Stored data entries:
-*-

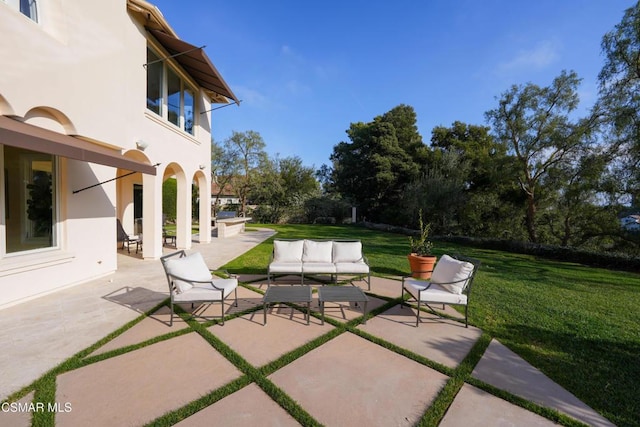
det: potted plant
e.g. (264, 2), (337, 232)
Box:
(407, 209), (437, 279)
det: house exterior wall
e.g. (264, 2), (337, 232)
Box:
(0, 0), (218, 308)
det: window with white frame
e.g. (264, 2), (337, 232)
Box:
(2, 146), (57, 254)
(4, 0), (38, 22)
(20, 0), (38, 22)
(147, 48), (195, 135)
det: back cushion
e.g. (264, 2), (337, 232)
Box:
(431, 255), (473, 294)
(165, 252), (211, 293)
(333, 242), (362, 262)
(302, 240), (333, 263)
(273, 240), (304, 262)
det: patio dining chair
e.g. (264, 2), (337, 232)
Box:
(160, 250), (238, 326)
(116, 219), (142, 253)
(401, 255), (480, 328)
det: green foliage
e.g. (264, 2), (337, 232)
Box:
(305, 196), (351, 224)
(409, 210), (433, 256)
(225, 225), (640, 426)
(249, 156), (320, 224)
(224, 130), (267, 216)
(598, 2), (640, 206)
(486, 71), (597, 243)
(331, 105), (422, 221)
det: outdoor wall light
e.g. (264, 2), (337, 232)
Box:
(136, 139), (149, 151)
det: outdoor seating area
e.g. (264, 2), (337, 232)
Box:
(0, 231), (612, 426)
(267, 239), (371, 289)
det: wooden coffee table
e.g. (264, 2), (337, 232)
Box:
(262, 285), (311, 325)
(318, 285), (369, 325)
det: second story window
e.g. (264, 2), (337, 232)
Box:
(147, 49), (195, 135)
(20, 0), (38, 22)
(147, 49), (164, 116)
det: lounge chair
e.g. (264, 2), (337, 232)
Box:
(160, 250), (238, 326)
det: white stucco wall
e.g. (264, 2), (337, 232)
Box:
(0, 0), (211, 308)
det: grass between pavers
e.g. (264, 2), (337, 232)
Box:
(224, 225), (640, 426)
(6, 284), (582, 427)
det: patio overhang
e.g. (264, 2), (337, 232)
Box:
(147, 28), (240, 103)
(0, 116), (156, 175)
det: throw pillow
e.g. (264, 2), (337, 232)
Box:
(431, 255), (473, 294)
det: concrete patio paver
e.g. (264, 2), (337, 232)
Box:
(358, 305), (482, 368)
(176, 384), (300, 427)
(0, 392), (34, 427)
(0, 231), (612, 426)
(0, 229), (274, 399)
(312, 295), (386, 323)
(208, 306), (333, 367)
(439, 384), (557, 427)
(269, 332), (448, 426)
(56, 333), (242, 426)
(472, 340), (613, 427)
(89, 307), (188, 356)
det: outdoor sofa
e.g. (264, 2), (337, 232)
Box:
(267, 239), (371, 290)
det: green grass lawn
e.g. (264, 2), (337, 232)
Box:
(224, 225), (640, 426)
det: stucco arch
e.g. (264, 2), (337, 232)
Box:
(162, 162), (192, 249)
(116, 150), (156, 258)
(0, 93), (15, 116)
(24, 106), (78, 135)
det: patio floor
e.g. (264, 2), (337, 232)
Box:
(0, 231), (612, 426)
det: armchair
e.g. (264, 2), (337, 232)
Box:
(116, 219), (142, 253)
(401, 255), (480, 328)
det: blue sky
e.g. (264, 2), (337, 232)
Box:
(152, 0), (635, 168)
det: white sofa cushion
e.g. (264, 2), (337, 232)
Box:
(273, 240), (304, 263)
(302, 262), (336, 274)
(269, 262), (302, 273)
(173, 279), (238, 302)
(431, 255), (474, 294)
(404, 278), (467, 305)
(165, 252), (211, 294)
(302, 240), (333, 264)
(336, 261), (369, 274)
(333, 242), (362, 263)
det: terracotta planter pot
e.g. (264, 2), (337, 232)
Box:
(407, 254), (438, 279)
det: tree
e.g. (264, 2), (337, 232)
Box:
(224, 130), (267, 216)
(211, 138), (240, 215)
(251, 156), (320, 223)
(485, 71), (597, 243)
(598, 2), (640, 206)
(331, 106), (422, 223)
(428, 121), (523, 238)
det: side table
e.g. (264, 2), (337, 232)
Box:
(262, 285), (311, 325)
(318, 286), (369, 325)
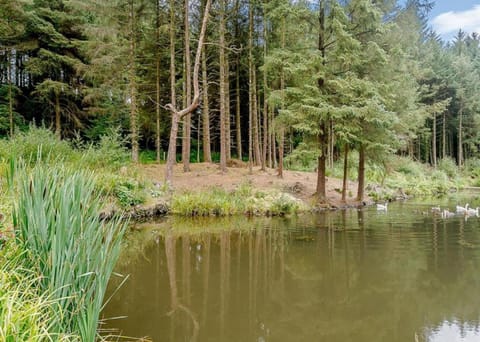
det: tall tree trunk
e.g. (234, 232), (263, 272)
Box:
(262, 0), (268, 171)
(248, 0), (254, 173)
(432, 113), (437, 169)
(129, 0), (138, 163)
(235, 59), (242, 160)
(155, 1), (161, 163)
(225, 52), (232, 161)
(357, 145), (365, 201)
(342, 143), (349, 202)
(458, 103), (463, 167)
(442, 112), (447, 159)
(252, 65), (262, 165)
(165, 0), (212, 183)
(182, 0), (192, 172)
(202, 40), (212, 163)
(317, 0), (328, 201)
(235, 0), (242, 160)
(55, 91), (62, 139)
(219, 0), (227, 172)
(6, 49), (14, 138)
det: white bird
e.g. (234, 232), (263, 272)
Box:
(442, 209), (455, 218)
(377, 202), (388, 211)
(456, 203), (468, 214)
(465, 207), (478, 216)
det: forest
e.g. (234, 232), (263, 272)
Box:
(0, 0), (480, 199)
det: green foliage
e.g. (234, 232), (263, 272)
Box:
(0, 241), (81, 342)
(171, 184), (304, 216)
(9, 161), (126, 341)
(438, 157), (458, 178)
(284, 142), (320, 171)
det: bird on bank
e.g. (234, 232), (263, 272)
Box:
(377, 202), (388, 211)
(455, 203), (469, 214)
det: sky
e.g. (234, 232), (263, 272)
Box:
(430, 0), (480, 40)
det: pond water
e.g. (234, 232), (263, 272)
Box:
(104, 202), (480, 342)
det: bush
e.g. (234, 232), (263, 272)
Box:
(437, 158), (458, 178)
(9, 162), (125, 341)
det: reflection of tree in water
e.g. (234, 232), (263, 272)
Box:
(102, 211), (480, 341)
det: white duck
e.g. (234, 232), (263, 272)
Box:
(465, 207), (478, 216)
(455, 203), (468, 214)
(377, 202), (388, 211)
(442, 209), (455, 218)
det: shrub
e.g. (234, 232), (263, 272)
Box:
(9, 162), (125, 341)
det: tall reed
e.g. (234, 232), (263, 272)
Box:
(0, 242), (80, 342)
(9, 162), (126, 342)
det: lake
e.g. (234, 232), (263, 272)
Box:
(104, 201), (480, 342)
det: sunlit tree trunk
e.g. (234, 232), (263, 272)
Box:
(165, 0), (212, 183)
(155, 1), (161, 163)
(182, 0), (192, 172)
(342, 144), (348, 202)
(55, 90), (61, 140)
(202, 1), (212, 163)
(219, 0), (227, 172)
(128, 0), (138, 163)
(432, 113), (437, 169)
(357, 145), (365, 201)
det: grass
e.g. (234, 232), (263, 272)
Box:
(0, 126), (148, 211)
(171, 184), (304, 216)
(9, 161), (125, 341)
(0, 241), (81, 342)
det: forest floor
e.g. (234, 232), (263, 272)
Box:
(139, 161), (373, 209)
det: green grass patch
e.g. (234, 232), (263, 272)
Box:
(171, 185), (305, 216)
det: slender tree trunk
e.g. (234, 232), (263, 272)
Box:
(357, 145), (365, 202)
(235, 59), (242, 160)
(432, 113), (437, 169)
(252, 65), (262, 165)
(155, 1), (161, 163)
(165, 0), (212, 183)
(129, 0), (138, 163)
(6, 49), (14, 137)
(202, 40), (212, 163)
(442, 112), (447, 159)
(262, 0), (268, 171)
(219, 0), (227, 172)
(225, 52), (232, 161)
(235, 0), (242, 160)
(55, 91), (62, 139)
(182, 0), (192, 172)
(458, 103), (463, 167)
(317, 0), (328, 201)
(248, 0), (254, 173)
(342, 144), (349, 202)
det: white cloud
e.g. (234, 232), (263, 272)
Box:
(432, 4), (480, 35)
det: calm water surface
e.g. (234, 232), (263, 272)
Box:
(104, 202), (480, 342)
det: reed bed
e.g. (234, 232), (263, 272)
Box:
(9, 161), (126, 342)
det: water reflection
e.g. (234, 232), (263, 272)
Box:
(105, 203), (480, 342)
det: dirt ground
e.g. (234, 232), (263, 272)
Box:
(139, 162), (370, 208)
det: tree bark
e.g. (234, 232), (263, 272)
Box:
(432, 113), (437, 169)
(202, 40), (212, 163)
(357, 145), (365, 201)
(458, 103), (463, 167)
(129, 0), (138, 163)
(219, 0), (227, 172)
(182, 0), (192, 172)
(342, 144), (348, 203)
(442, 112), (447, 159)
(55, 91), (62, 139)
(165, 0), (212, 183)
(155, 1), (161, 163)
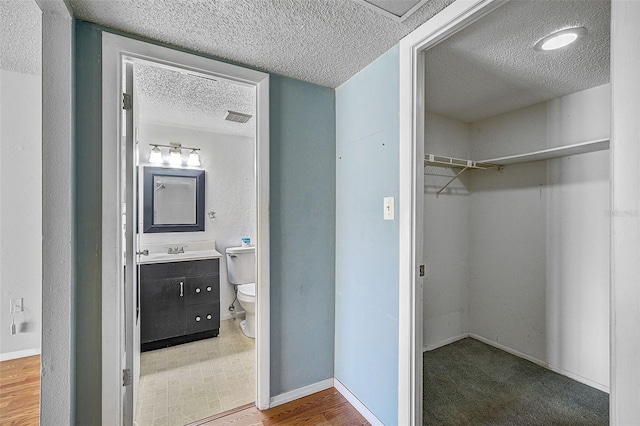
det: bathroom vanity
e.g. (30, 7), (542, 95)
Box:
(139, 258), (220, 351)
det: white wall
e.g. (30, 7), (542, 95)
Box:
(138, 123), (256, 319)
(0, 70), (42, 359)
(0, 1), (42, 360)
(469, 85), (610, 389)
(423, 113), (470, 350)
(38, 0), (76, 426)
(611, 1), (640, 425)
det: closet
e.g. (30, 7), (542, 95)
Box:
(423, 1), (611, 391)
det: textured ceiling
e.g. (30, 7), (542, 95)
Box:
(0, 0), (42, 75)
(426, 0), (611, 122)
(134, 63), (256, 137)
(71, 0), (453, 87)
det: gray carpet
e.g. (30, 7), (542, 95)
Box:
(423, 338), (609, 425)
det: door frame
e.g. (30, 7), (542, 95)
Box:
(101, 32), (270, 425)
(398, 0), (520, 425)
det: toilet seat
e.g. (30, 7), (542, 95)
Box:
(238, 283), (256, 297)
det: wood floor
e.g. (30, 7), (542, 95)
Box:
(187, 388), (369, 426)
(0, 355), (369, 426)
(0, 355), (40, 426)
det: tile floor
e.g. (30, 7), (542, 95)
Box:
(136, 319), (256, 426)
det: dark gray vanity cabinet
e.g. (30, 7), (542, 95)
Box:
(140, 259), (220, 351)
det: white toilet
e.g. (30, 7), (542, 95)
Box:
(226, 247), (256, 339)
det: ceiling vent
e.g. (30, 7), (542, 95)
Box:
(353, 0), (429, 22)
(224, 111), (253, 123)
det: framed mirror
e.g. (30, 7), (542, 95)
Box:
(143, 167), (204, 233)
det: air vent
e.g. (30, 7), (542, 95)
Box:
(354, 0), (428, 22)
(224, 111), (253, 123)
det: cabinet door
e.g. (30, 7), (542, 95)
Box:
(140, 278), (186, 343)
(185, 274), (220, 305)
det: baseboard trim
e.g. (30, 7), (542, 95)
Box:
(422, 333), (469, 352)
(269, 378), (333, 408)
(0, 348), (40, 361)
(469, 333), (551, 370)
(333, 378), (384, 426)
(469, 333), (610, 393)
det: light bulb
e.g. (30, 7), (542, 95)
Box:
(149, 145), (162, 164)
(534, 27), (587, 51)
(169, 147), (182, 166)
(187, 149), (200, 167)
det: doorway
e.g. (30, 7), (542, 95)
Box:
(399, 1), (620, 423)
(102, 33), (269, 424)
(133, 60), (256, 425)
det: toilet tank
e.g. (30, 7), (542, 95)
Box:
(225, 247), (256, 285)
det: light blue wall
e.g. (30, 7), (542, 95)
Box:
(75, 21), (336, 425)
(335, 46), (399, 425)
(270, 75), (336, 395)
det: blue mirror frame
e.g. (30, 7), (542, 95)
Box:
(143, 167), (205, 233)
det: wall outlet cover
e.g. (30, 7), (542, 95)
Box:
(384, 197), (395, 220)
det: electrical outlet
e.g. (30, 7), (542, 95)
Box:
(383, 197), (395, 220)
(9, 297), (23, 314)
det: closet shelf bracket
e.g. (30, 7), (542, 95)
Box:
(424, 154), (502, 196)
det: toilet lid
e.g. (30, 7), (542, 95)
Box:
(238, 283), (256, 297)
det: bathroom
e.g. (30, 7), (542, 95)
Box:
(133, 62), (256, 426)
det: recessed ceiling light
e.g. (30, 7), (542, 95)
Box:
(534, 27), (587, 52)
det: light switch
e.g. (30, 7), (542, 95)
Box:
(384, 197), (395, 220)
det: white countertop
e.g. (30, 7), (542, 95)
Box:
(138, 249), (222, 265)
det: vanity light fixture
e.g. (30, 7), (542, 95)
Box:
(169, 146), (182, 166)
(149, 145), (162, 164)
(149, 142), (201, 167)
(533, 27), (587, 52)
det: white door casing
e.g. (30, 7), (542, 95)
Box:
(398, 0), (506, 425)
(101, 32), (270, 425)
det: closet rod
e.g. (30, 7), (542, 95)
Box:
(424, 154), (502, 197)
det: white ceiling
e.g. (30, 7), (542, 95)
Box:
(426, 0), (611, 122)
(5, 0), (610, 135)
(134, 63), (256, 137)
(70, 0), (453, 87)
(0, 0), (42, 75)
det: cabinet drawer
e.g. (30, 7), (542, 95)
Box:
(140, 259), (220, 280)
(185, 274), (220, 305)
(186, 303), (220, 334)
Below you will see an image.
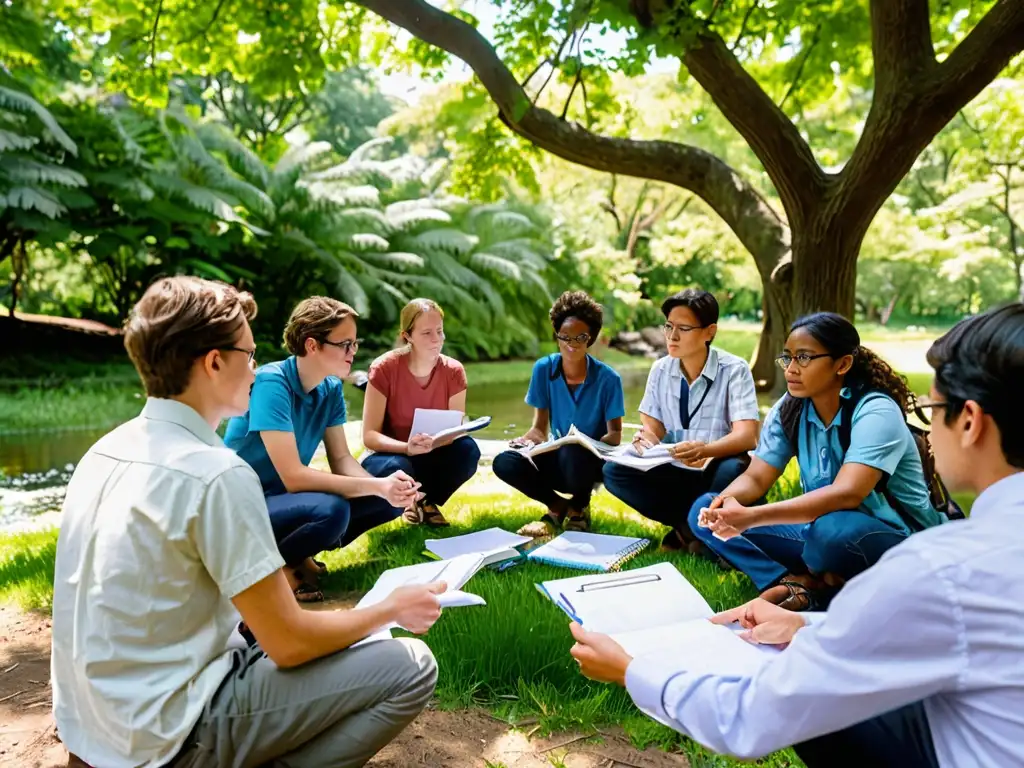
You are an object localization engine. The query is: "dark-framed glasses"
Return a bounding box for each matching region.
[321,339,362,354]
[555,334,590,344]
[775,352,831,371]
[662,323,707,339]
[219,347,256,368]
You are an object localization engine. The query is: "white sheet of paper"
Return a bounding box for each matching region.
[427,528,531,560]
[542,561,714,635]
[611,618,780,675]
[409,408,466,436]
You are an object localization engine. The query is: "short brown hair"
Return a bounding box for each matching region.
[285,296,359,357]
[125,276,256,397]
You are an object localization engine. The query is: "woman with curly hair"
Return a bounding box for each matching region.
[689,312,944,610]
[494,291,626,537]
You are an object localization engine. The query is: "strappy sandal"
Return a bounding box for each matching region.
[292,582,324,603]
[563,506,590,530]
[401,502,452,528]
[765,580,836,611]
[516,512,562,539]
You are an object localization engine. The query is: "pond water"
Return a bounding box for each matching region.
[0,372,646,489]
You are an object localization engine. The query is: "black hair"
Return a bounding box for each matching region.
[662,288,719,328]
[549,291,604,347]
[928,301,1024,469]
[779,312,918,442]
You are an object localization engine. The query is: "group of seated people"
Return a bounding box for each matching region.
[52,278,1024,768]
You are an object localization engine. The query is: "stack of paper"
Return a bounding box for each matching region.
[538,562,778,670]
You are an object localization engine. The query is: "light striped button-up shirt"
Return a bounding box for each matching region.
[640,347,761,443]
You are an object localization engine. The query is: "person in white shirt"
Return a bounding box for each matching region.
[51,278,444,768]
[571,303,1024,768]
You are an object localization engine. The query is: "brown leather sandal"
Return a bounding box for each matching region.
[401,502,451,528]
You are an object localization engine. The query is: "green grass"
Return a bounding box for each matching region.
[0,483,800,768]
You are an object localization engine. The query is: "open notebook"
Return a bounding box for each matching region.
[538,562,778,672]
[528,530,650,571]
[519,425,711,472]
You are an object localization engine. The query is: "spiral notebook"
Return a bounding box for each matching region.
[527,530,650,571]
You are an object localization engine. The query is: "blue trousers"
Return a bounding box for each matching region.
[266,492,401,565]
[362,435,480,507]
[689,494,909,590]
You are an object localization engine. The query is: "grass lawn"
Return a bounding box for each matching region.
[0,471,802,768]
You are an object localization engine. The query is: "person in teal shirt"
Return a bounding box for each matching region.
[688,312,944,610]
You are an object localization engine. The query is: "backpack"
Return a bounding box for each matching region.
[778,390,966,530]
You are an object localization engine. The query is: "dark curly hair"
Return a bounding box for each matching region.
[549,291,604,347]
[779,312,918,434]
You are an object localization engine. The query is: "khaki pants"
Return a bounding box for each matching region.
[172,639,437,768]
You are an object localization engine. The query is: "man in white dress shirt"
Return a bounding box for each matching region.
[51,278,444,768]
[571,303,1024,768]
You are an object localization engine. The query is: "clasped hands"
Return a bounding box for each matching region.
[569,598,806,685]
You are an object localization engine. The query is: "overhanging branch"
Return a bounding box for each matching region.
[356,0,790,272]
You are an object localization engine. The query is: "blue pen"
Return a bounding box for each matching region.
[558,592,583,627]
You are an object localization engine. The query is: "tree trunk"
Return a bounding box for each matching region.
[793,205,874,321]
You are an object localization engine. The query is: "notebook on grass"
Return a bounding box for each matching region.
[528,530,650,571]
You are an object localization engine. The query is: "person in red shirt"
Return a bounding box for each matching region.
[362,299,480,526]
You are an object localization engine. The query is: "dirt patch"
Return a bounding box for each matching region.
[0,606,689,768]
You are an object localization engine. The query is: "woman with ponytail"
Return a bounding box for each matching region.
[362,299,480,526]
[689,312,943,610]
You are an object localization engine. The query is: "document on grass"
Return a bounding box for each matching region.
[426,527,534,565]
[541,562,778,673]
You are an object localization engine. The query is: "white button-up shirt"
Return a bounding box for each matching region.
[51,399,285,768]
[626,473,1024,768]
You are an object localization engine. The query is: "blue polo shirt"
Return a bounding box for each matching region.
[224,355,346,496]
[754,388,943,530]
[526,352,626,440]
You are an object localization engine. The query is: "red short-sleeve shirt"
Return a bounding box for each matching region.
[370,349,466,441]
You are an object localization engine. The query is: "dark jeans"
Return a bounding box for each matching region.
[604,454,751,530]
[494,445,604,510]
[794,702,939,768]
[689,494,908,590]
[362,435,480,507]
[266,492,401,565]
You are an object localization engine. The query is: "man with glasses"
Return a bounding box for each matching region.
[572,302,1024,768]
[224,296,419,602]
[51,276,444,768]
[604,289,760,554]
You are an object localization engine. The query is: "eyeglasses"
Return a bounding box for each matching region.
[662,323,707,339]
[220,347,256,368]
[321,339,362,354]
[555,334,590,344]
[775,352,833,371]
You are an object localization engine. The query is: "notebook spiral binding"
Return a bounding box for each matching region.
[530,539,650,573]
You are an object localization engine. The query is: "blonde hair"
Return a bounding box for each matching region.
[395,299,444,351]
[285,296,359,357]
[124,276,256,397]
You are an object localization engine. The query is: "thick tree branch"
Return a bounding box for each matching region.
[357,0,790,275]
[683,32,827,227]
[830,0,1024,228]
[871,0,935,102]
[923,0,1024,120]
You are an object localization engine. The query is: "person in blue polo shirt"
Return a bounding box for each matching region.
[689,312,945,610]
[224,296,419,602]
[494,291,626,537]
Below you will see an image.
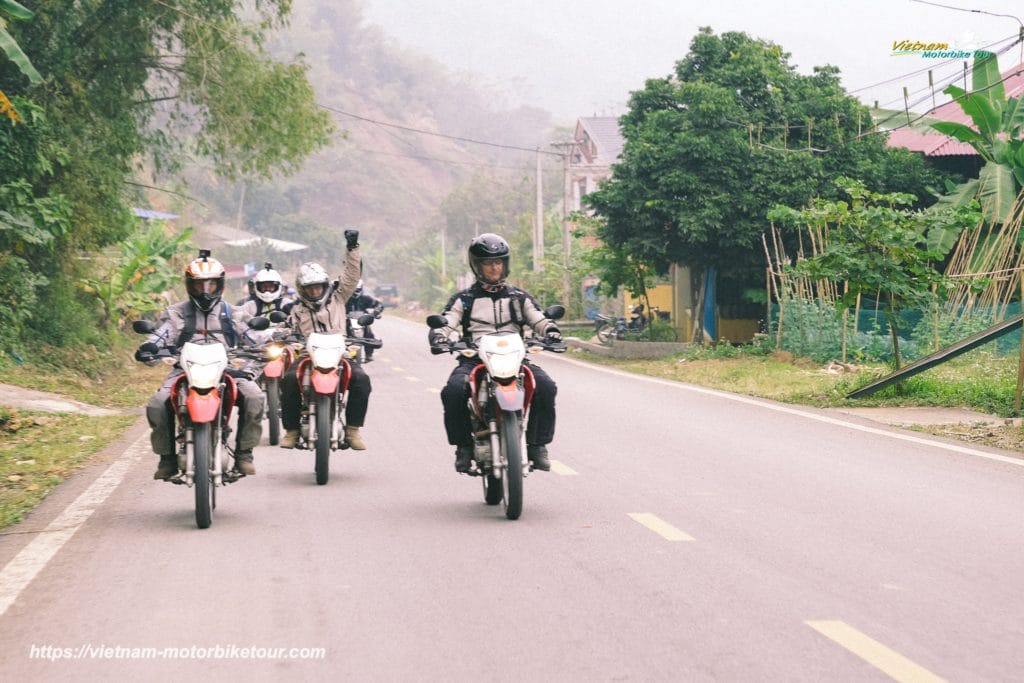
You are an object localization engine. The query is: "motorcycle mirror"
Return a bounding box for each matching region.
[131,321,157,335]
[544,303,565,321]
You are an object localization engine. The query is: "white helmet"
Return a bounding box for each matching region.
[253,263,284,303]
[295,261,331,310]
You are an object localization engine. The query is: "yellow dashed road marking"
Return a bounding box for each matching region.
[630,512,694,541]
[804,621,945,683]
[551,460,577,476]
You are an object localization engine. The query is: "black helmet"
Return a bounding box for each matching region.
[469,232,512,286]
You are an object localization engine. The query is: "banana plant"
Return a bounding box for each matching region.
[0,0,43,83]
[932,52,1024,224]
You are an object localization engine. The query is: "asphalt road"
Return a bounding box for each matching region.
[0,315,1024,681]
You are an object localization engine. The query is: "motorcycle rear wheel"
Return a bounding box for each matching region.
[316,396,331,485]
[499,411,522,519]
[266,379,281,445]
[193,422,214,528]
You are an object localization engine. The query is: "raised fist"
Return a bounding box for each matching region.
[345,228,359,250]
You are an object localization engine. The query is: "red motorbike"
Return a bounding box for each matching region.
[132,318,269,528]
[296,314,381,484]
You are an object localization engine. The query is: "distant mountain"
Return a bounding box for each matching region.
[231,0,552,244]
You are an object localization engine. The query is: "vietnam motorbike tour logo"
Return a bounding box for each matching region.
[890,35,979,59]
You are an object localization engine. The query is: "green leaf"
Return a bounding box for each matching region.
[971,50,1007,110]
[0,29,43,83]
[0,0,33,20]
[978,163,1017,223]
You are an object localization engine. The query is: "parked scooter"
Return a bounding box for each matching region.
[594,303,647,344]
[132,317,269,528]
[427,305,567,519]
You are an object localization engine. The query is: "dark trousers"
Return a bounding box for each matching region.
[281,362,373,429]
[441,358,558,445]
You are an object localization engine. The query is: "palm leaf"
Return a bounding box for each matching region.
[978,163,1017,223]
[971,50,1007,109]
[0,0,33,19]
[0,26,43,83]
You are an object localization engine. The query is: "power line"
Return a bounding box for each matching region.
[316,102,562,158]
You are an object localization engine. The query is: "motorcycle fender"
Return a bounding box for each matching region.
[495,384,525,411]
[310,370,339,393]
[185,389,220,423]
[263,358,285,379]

-*-

Your goal:
Reproduce the records starting with the line containing "in blue polo" and going on through the line containing "[544,303,565,321]", changing "motorcycle mirror" to "rearview mirror" and keeping everything else the same. Leave the pictures out of your answer.

Right answer:
You are an object localization engine. The query is: "person in blue polo shirt"
Return a bounding box for each matching region.
[689,312,945,610]
[224,296,419,602]
[494,291,626,537]
Below you will see an image.
You are an object localization engine. The query is: "rearview mirror"
Return a bounding box for each matching region.
[131,321,157,335]
[544,303,565,321]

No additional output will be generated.